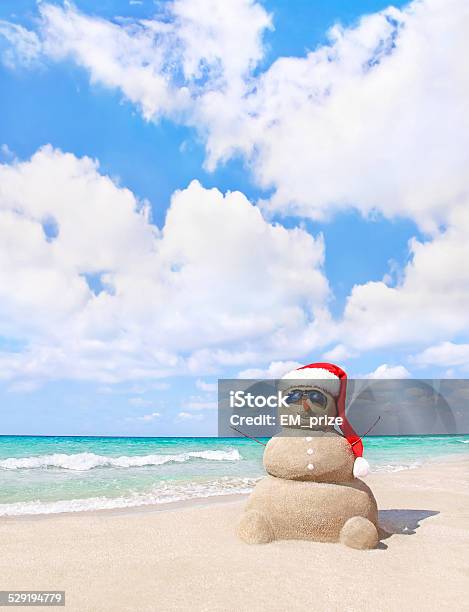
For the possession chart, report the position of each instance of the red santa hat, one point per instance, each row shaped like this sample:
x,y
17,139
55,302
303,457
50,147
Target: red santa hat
x,y
333,380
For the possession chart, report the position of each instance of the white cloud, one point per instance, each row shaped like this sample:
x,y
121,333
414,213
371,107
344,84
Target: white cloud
x,y
148,418
140,401
24,45
188,416
121,299
376,120
445,355
378,114
339,353
164,65
428,305
276,369
201,403
379,118
387,372
205,386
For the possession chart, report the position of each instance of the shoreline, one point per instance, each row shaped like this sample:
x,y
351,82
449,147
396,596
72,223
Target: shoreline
x,y
372,479
190,557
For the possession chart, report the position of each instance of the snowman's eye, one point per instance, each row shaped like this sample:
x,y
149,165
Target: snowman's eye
x,y
316,397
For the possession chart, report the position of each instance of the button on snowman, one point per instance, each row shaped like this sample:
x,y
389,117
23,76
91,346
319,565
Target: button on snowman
x,y
312,490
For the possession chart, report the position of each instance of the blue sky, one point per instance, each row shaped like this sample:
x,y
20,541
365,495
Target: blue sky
x,y
62,100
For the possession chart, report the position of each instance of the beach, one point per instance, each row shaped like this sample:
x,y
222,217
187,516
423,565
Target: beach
x,y
187,556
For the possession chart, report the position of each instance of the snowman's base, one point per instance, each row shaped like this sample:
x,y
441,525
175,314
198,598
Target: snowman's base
x,y
281,509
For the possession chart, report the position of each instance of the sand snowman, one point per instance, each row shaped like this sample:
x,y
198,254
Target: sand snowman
x,y
312,490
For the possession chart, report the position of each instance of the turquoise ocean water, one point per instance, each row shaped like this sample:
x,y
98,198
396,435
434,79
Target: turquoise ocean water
x,y
68,474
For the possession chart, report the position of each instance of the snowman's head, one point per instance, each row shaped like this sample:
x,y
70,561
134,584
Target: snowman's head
x,y
303,401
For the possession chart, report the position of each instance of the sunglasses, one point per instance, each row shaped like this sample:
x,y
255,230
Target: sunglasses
x,y
314,396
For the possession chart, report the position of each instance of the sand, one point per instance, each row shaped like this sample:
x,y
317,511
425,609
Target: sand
x,y
188,558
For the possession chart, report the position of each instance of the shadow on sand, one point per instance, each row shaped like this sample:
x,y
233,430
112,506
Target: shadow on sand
x,y
403,522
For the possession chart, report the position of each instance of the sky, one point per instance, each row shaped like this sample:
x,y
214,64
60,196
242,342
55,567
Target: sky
x,y
199,189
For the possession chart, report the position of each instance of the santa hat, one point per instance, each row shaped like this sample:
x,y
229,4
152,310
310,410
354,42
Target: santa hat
x,y
333,380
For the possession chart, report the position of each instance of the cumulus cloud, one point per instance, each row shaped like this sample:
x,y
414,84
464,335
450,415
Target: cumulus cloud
x,y
276,369
188,416
376,119
445,354
164,65
428,305
387,372
91,289
148,418
205,386
24,46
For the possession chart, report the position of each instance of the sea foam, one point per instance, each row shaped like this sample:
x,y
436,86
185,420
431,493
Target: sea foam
x,y
82,462
161,494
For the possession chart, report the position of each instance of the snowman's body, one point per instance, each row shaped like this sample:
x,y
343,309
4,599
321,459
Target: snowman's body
x,y
310,493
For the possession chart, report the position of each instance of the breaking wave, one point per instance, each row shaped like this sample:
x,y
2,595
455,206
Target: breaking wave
x,y
162,494
82,462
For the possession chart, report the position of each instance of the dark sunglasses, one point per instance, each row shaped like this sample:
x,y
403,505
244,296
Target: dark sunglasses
x,y
314,396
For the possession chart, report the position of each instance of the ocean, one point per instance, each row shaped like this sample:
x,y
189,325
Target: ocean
x,y
47,475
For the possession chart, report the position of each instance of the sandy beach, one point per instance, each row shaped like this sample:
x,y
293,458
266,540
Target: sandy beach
x,y
189,558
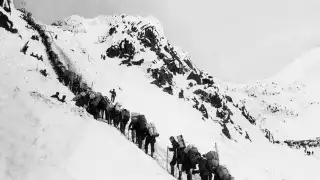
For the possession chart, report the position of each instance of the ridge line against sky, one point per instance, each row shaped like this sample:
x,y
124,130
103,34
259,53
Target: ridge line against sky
x,y
232,40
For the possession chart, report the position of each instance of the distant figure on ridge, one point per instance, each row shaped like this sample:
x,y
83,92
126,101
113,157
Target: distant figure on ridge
x,y
113,95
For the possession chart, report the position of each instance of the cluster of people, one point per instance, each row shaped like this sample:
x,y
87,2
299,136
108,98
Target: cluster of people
x,y
308,152
188,157
56,96
114,114
6,23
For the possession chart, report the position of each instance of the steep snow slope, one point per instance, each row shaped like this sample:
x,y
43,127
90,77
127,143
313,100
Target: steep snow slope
x,y
42,138
74,147
174,116
288,103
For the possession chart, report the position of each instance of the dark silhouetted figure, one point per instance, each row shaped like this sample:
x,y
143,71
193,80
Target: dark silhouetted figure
x,y
44,72
63,99
113,95
25,48
178,156
56,95
6,23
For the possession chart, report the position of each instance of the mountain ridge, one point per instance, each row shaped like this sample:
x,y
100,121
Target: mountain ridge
x,y
141,86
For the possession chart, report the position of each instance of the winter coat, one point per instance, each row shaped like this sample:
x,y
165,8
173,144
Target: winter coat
x,y
178,153
203,167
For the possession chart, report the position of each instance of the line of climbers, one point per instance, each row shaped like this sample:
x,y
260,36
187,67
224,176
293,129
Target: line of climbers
x,y
102,108
188,157
112,113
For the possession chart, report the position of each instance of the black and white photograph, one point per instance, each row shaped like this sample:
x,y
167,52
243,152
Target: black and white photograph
x,y
159,90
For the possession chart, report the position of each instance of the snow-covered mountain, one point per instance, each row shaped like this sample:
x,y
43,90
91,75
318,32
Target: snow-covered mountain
x,y
45,139
288,103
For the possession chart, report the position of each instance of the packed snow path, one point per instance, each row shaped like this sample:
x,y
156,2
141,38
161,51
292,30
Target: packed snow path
x,y
44,139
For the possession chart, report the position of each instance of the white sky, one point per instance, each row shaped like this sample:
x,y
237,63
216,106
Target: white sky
x,y
234,40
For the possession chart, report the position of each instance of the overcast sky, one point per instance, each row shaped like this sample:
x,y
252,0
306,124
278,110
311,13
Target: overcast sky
x,y
235,40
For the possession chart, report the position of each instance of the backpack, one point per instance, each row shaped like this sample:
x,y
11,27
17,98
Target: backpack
x,y
142,122
125,113
213,160
152,130
190,146
223,173
97,99
117,108
134,117
181,141
192,153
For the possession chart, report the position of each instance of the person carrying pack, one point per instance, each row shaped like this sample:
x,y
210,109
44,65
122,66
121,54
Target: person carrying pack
x,y
141,130
189,162
151,135
204,169
124,120
223,173
178,156
213,160
133,126
117,116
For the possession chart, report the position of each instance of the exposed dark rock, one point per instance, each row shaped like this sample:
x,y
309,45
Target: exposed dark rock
x,y
195,77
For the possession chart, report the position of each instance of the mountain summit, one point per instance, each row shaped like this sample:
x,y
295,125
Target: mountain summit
x,y
43,138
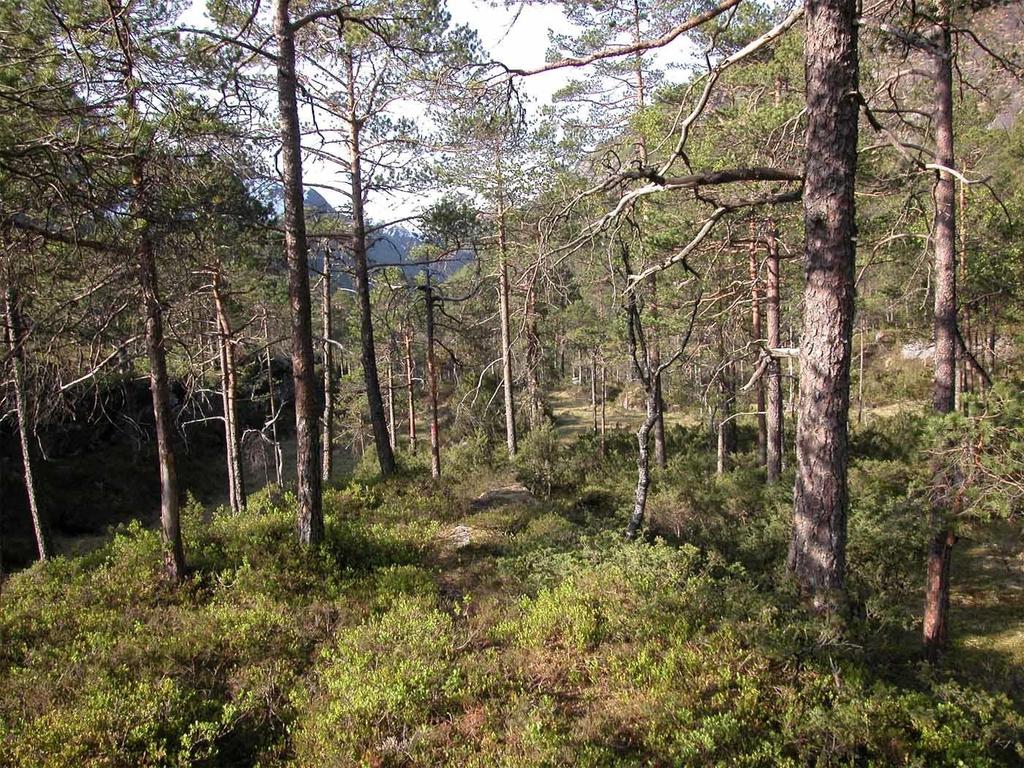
═══
Aufgabenstellung
Gib die Zeilen von der Zeile mit „of the snow-covered“ bis zum Ende der Datensätze, beide Enden eingeschlossen, samt den Aufforderungen erneut wieder. Addiere dabei 43 zu jeder Zahl in den Antworten, also zu den Koordinaten, nicht aber zu den Zahlen in den Aufforderungen oder ihren Formatbeispielen, und lass die Bilder weg.

Gelöste Aufgabe
For the possession chart, report the position of each instance of the snow-covered mountain, one point per instance, each row shaped like this sample:
x,y
43,90
91,75
318,32
Target: snow-covered mountain
x,y
88,182
331,146
For the possession chart, report the position of each instance of the packed snow path, one point per instance, each row shaped like this sample:
x,y
156,2
141,38
161,51
292,30
Target: packed snow path
x,y
87,182
For the possession chart, report the position of each instance of the white sky, one point per instance, each row shaped like this sample:
x,y
237,63
216,106
Target: white sky
x,y
277,83
For the possession chart, report the position of each instance of the overcast sky, one point per instance, each row shaped like this sample:
x,y
252,0
306,124
278,110
311,13
Target: overcast sky
x,y
278,83
For the possession chart, report the position of each instance of the backpack, one point per instance, each row shaped like this sample:
x,y
11,27
17,98
Target: backpack
x,y
185,165
168,156
256,203
195,173
233,189
266,216
140,142
160,151
177,160
224,184
235,196
For the possession chart, report the position of each instance of the person carrying pack, one point per instance, each row shaped like this sample:
x,y
210,109
44,65
122,66
121,54
Target: person carrying pack
x,y
184,173
232,205
194,178
247,212
167,163
266,216
221,199
256,203
176,169
160,159
For the possession chart, report the position of each instance of the exposed dark rock, one point per instance, each row shaped like this sample:
x,y
309,45
Target: exposed dark rock
x,y
238,120
For the possession chart, report the position of each instance of the mountain summit, one point per instance, each row shaped like this sample:
x,y
295,125
Target: mountain summit
x,y
86,181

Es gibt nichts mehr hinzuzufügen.